*WHAT YOU HAVE TO DO*. Pick out every line in the items below that contains the word "belly", and copy each such line. Treat uppercase and lowercase letters as different.

*** MATERIAL SUPPLIED

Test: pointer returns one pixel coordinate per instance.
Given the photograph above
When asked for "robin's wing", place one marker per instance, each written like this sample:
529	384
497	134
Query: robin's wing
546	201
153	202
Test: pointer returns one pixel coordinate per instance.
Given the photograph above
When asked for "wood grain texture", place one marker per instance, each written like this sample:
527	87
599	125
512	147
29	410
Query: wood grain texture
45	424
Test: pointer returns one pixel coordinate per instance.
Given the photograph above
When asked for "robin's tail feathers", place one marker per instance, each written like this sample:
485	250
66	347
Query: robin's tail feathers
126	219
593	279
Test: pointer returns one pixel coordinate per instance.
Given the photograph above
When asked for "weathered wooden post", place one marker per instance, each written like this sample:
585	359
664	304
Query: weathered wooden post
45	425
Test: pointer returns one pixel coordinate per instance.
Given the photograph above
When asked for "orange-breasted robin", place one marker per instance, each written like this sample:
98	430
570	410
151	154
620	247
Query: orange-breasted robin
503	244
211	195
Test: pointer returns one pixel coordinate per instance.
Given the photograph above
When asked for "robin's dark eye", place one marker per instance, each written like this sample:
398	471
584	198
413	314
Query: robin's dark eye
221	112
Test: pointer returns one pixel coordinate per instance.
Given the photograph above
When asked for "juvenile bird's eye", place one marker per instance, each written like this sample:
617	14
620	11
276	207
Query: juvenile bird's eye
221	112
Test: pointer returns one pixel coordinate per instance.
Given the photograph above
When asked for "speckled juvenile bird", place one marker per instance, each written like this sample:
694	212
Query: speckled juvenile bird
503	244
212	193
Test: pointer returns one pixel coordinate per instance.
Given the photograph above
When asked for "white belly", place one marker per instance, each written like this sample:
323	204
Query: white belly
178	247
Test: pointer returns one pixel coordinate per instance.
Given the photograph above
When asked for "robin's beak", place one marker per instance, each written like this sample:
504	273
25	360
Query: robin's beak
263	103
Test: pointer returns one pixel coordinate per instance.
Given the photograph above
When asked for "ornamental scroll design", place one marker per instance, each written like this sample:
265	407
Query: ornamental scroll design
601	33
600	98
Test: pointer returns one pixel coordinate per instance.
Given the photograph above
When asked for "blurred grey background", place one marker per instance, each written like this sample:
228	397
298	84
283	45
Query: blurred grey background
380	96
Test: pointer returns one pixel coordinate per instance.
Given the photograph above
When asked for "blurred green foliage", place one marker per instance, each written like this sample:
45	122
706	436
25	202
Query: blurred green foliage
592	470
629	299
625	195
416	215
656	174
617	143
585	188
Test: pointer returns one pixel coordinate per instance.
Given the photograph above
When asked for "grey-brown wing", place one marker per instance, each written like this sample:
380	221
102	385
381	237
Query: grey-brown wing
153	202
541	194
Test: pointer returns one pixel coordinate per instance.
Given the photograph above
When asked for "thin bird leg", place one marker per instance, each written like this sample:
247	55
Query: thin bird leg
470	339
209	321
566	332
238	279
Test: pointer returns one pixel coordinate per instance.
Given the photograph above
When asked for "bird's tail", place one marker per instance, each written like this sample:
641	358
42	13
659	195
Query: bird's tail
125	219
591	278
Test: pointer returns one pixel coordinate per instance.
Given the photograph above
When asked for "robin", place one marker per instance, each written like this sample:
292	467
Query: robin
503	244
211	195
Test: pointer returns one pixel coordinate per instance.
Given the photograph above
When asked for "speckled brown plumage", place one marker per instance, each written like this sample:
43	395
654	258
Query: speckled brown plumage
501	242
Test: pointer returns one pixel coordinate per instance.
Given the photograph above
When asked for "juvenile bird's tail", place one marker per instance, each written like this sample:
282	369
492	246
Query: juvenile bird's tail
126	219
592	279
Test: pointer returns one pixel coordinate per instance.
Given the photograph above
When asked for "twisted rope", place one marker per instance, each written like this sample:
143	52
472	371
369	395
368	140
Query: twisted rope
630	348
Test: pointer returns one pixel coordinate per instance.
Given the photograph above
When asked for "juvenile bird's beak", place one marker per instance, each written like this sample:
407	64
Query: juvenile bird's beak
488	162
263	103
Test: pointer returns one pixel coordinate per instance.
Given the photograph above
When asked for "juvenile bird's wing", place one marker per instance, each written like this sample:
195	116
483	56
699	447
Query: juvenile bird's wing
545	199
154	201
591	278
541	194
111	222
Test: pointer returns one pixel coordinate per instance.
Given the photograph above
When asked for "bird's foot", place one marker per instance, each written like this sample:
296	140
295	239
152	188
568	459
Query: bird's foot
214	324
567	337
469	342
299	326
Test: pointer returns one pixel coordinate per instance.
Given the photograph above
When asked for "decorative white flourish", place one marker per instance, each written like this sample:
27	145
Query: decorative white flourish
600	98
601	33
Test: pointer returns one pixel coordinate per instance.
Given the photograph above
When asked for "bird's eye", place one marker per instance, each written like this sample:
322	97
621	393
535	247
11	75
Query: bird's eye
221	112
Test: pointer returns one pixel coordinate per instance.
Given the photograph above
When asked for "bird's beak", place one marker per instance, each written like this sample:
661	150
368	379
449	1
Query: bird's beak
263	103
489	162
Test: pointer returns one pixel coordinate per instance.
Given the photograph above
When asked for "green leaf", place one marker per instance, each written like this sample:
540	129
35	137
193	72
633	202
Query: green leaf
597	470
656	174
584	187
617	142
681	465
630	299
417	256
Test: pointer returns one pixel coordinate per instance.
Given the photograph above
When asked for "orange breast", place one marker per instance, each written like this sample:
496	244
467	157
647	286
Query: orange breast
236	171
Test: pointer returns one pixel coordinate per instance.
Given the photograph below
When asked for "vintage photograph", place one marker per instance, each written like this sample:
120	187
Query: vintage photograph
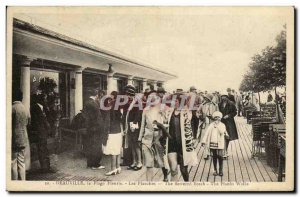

******

*RESPONSE*.
When asked for "white belly", place one marker per instance, each written like this sample:
Query: white belly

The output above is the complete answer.